▸ What is being asked:
From the passage below on the veterans' hunt, write out word for word the stretch that begins with the words "Carlock’s stocky frame" and stops after "in short order.".

One of the topics around the campfire was the Accelerating Veterans Recovery Outdoors Act, which advanced through the US Senate Nov. 10. The bipartisan legislation would require the secretary of Veterans Affairs to establish an interagency task force on the use of public lands to provide health and wellness for veterans through outdoor recreation. That means if President Donald Trump signs the act into law, the federal government will study the health benefits of trips and activities like BHA’s veteran hunt.
It didn’t take long for fast friendships to form in the teams and hunting parties Mason organized. Houghton hooked up with BHA mentor and former Idaho National Guardsman Matthew Carlock and husband-and-wife-duo Andrea and Patrick Nofio — both Navy veterans — to form “Team Send It.”
Carlock’s stocky frame and boundless energy in the backcountry terrain earned him the moniker “The Mountain Goat,” and after Houghton bagged his first of four deer, Carlock helped pack the whole animal back to camp so he could give a demonstration on how to field-dress a deer, a vital skill that several first-time hunters put to use in short order.

▸ Dataset records:
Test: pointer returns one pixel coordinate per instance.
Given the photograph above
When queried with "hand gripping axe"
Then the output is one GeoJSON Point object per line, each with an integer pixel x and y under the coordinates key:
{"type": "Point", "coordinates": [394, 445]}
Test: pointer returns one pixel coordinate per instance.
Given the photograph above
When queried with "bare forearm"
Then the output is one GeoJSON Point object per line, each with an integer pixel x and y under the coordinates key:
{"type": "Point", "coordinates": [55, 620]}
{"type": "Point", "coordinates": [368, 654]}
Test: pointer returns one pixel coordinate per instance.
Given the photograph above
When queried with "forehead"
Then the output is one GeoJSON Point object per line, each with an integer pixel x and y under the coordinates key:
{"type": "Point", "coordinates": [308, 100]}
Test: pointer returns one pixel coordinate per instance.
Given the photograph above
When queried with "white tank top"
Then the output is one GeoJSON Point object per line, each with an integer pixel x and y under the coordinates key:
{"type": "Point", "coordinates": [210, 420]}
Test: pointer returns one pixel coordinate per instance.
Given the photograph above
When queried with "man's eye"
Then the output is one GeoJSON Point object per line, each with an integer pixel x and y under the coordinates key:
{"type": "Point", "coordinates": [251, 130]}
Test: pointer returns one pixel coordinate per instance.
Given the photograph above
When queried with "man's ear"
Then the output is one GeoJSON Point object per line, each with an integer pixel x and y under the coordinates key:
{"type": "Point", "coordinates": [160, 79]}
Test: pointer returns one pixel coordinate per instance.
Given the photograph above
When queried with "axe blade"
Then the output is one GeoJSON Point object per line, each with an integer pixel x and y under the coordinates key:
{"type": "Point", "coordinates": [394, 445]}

▸ Final answer:
Carlock’s stocky frame and boundless energy in the backcountry terrain earned him the moniker “The Mountain Goat,” and after Houghton bagged his first of four deer, Carlock helped pack the whole animal back to camp so he could give a demonstration on how to field-dress a deer, a vital skill that several first-time hunters put to use in short order.